-- start Provided entries --

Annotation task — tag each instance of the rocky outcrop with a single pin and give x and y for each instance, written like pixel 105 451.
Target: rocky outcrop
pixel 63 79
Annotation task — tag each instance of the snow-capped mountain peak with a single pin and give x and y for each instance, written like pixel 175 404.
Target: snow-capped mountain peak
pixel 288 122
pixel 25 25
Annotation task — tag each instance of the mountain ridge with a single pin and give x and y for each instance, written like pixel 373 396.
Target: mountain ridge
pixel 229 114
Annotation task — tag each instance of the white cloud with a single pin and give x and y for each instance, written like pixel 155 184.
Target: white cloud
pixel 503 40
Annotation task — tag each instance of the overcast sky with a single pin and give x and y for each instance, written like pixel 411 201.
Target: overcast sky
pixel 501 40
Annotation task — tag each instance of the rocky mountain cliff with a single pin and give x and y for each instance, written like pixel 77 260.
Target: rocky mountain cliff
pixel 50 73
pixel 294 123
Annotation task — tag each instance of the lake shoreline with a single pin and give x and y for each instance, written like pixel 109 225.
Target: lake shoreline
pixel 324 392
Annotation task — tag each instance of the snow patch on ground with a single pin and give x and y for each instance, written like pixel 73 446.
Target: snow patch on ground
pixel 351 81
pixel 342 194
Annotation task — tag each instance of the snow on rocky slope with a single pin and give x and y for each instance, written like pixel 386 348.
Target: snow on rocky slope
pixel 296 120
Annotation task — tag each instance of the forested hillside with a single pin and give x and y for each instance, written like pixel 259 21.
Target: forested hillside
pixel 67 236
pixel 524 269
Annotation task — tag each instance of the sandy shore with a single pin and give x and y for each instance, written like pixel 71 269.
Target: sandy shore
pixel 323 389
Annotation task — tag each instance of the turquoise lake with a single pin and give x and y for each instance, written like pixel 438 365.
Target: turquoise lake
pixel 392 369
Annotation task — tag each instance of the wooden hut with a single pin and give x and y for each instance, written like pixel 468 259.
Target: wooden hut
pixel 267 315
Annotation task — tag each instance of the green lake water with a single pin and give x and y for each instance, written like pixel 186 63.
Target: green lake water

-- end Provided entries --

Reproduce the material above verbatim, everything from the line containing "Annotation task — tag each instance of the white" down to the line containing "pixel 342 194", with both of those lines included.

| Reply to the task |
Annotation task — tag each instance of the white cloud with a single pin and give x and y for each instance, written like pixel 155 184.
Target: white cloud
pixel 503 40
Annotation task — tag each instance of the overcast sky with a single pin and give x and y for each instance, written like pixel 411 201.
Target: overcast sky
pixel 501 40
Annotation task — tag each instance of the rocky mountain cliff with a single pin and give x and y for each instance, written like pixel 77 260.
Target: rocky mountain cliff
pixel 50 73
pixel 294 123
Annotation task — tag each instance of the lake shoreline with a single pin and give x and y for each instance, written like pixel 109 225.
Target: lake shoreline
pixel 324 392
Annotation task — tag each instance of the snow patch on ground with a single pin and give x and y for each instance, written like pixel 73 446.
Target: snow patch on ground
pixel 351 81
pixel 342 194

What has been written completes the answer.